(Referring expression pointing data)

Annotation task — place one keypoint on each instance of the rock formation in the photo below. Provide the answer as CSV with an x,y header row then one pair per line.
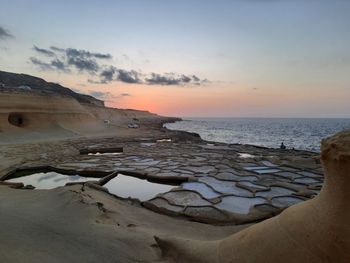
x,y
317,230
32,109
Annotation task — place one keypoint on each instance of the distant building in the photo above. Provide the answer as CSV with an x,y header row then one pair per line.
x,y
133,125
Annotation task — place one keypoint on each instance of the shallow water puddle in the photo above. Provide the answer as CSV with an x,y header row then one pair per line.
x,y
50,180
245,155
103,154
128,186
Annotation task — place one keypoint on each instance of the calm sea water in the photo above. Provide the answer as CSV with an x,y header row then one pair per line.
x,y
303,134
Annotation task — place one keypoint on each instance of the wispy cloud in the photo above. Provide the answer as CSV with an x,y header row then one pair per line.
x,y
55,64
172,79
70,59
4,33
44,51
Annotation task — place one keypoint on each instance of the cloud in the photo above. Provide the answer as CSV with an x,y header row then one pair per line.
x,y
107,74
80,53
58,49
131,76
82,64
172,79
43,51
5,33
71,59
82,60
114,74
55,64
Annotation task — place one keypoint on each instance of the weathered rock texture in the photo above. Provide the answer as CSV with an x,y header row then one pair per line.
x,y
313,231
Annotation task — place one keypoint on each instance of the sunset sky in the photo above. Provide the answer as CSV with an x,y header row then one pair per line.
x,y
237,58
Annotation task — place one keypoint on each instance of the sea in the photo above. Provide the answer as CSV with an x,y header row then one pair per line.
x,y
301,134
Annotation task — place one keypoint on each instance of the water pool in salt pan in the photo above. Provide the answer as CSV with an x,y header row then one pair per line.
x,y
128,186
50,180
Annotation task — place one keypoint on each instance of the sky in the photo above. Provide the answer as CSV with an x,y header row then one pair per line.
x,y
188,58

- **Problem to solve**
No pictures belong in the copy; output every record exactly.

- **Worked solution**
Annotation task — place one keypoint on each instance of the rock formation in the photo below. Provide the answer as CSV with an x,y header row then one pair per line.
x,y
317,230
32,109
Annotation task — place one keypoint on each instance of the distant building in the photo above. Provide the answer as CSV with an x,y header row then one pair per line.
x,y
133,125
Annotation task — place one keypoint on each instance of the shallow water puddle in the photo above. Provide the answer as CSV with an x,y header row then one pair per line.
x,y
50,180
245,155
103,154
128,186
Annotation task — place one keypoint on each instance of the calm sea water in the photo above. Provide the answer as CSV with an x,y header row then one pair per line.
x,y
303,134
Annotation task — place one keypoint on each instance of the wispy cloud in the photo above. Provide the answer as CSV with an x,y header row then one pair per line.
x,y
55,64
172,79
70,59
4,33
44,51
Annotation task — place one keypoint on each instance of the cloud in the photo above. Provide the answer as CSV with an x,y header row then one pair per line.
x,y
107,74
80,53
58,49
131,76
82,64
172,79
43,51
5,33
71,59
82,60
114,74
55,64
Annotation task — place one keypoint on each instance of the weathered rock texture in the photo above. Provide the answer as CSV with an x,y header row then one pair per line.
x,y
313,231
Annotation task — place one keypoint on each instance of the sunset sky in the photo above. Provide the answer as CSV with an x,y header row then one pair per line.
x,y
237,58
Annotation task — place one keypoint on each instance of the sea in the photo above. Provide the answer as CSV with an x,y header row then one pair per line.
x,y
301,134
Annotation task — place one keypoint on each instance of the water pool in salt pan in the photo above. Provide the answer as CSV with an x,y header row then one pair per line.
x,y
128,186
50,180
Annotation task — place one keypoint on each instance of the sky in the photo above. Provide the answer as CSV with an x,y header row then one pair per line.
x,y
188,58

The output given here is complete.